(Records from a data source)
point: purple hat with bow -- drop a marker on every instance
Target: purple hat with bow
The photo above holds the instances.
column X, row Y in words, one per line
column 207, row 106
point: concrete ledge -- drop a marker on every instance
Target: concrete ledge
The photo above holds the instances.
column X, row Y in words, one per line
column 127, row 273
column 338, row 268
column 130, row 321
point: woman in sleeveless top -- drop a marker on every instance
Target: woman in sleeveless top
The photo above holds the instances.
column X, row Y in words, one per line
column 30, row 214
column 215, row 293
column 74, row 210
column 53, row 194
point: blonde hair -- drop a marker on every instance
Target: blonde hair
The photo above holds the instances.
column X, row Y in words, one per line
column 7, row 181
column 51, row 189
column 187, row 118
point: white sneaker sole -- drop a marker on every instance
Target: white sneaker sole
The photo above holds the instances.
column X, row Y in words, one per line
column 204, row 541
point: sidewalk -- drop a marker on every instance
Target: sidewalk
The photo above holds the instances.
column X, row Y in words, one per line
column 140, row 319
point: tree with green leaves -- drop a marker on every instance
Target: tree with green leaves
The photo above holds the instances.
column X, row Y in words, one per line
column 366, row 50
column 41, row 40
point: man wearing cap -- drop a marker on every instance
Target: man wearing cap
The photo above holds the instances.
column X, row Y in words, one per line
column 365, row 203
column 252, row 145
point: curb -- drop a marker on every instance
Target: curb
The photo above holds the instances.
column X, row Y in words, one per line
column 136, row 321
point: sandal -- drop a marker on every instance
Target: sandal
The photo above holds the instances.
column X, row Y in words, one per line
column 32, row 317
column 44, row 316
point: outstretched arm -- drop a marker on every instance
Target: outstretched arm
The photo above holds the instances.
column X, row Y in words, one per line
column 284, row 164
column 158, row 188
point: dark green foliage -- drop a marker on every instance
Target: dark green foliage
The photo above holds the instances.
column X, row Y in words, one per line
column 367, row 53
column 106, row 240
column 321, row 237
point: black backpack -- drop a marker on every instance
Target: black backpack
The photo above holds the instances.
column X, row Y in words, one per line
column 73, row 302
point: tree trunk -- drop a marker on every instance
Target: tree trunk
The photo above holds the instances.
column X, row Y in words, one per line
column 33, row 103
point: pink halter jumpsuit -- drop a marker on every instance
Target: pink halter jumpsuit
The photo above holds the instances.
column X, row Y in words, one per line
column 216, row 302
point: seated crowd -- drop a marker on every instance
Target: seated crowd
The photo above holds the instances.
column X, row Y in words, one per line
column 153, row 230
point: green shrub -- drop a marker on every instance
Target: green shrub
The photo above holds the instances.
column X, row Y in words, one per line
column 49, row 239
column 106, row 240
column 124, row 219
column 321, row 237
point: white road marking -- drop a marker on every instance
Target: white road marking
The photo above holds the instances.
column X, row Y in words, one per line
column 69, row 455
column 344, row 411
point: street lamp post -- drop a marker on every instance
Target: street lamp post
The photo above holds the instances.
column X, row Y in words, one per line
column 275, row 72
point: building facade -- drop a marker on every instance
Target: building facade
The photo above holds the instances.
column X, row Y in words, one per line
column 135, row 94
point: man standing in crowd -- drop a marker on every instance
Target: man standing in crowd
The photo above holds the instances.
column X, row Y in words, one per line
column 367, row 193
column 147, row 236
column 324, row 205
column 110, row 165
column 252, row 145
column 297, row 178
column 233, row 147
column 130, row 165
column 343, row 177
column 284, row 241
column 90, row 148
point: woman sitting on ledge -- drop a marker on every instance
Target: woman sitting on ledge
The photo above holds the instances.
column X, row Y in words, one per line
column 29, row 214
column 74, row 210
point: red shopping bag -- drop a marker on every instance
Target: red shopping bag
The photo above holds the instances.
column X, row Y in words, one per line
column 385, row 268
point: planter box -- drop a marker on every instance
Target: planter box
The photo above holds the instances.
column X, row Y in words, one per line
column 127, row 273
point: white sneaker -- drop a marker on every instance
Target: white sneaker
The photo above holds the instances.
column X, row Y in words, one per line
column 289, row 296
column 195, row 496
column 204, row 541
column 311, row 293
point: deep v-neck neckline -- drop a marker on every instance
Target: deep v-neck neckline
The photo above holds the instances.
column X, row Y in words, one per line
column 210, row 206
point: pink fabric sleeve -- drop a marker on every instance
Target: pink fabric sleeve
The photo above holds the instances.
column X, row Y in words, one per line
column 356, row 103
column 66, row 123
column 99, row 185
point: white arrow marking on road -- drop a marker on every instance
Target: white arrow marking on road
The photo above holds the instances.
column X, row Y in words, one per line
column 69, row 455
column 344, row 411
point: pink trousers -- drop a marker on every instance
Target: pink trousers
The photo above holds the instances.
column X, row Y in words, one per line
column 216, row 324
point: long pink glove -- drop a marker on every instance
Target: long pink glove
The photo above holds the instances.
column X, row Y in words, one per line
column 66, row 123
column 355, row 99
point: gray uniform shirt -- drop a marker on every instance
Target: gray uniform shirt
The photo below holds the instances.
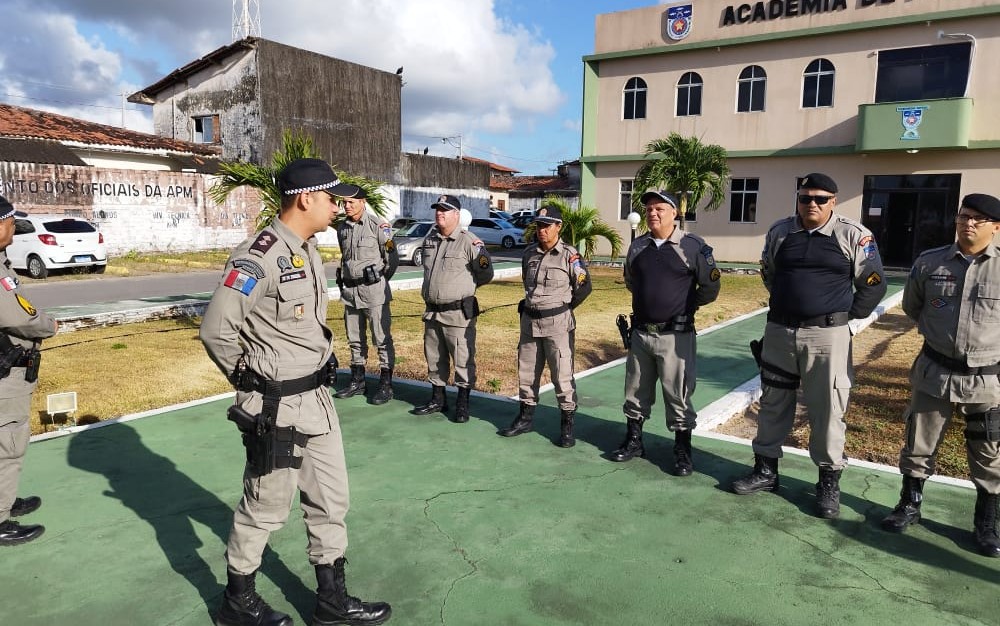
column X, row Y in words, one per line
column 363, row 243
column 271, row 310
column 956, row 305
column 553, row 279
column 453, row 267
column 25, row 325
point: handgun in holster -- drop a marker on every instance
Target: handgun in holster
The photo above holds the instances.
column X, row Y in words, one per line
column 623, row 328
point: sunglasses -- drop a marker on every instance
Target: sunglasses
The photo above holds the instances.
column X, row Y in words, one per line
column 819, row 200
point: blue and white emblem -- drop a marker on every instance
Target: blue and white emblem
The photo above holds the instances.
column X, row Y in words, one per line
column 679, row 21
column 911, row 118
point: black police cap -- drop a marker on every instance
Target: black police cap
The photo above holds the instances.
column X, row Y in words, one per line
column 985, row 204
column 818, row 181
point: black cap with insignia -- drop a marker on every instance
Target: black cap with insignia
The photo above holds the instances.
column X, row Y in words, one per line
column 985, row 204
column 305, row 175
column 818, row 181
column 447, row 203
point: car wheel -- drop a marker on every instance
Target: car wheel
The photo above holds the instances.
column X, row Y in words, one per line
column 37, row 269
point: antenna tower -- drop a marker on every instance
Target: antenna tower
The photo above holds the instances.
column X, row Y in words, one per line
column 246, row 19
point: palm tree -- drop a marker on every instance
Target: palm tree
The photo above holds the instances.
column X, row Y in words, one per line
column 581, row 228
column 263, row 178
column 686, row 167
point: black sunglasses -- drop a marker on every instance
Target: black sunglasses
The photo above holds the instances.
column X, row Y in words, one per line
column 819, row 200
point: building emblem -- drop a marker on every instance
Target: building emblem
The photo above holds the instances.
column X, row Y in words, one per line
column 679, row 21
column 911, row 118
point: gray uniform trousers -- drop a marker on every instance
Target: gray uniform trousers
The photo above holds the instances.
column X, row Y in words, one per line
column 533, row 353
column 669, row 357
column 822, row 357
column 267, row 500
column 457, row 344
column 15, row 431
column 378, row 319
column 927, row 419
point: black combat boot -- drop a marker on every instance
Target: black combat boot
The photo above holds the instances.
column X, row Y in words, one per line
column 435, row 404
column 632, row 445
column 23, row 506
column 566, row 439
column 907, row 512
column 335, row 606
column 242, row 606
column 384, row 392
column 828, row 493
column 354, row 386
column 764, row 477
column 985, row 522
column 521, row 424
column 462, row 405
column 683, row 466
column 12, row 533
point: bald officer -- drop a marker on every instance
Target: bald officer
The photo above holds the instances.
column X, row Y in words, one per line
column 22, row 328
column 556, row 281
column 368, row 260
column 822, row 269
column 671, row 273
column 265, row 329
column 455, row 264
column 953, row 293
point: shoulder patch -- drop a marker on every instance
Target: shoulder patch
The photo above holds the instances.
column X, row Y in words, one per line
column 265, row 240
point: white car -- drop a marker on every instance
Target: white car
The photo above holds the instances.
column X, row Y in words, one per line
column 50, row 242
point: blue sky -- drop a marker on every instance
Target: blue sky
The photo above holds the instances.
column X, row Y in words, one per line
column 506, row 75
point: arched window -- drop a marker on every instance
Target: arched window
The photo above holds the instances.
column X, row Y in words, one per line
column 689, row 94
column 817, row 84
column 635, row 99
column 752, row 86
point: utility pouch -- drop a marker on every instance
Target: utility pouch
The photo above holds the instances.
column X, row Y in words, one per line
column 470, row 307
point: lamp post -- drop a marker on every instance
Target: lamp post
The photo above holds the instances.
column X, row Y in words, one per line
column 633, row 222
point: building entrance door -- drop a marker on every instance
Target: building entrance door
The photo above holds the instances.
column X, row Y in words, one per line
column 910, row 214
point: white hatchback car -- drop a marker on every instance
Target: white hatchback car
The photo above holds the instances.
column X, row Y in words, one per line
column 49, row 242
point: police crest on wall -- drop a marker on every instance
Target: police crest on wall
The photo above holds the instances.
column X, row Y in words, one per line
column 679, row 21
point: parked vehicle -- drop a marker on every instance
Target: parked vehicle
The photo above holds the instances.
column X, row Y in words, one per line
column 409, row 241
column 50, row 242
column 497, row 232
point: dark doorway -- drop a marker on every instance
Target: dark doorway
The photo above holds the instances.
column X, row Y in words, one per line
column 910, row 213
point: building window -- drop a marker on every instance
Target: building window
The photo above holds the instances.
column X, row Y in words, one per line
column 817, row 84
column 206, row 129
column 923, row 73
column 625, row 202
column 743, row 199
column 635, row 99
column 752, row 85
column 689, row 95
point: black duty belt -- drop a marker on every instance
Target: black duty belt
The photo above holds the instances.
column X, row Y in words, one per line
column 822, row 321
column 441, row 308
column 676, row 324
column 250, row 381
column 959, row 366
column 537, row 314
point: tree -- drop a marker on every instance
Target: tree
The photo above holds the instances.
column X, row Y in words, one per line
column 581, row 228
column 684, row 166
column 263, row 178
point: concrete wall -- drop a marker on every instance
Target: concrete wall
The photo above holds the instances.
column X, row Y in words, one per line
column 138, row 210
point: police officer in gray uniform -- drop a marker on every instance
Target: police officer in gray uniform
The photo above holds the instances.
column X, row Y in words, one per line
column 369, row 259
column 822, row 270
column 556, row 281
column 265, row 328
column 22, row 328
column 953, row 293
column 455, row 264
column 670, row 273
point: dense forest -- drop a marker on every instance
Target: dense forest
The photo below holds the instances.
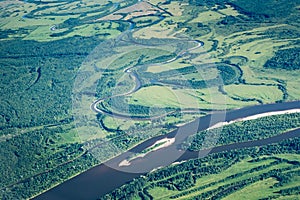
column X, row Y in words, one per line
column 181, row 180
column 252, row 48
column 243, row 131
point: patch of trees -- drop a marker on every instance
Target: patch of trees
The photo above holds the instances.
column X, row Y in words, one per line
column 181, row 177
column 243, row 131
column 37, row 160
column 288, row 59
column 42, row 74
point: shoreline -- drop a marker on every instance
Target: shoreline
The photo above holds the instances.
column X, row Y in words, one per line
column 166, row 142
column 253, row 117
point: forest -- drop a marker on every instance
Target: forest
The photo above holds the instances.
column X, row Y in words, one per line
column 248, row 54
column 183, row 180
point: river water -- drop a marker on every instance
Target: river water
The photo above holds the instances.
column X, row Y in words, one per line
column 108, row 176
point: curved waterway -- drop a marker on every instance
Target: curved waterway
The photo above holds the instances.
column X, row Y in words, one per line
column 109, row 176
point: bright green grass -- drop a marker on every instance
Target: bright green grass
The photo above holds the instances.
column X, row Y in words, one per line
column 267, row 94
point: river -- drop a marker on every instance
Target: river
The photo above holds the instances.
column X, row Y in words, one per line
column 108, row 176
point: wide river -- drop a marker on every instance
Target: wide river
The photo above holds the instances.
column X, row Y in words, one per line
column 105, row 177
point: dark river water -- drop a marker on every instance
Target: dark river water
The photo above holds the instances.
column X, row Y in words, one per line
column 105, row 177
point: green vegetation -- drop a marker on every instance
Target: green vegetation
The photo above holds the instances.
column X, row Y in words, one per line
column 52, row 51
column 222, row 175
column 243, row 131
column 288, row 59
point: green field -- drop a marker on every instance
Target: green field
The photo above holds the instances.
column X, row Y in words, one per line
column 58, row 57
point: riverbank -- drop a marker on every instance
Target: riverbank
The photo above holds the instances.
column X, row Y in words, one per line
column 221, row 124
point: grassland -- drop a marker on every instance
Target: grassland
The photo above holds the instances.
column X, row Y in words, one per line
column 57, row 57
column 262, row 172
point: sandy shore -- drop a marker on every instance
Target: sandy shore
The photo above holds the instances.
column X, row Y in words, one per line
column 166, row 142
column 220, row 124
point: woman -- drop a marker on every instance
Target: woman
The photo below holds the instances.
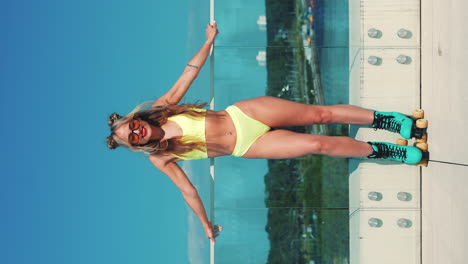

→ **Goal**
Reproduce the lines word for word, starting at the line that contains "point: green field" and ending with the last of the lines above, both included. Leave the pictures out of your answer.

→ **Task output**
point: green field -- drop a marker on every instance
Target: green field
The photo above holds the instances.
column X, row Y in words, one per line
column 58, row 57
point: riverbank -- drop a marker on every instance
Target: riverbank
The photo above holds the instances.
column X, row Y in words, one per line
column 221, row 124
point: grassland -- drop a marker on every instance
Target: grassland
The photo above holds the instances.
column X, row Y in words, one per line
column 57, row 57
column 262, row 172
point: sandy shore -- drop a marker on every instance
Target: sandy shore
The photo above holds the instances.
column X, row Y in words, one per line
column 166, row 142
column 220, row 124
point: woman -- drop a marker on every instance
Target: woman
The photo below holds the instances.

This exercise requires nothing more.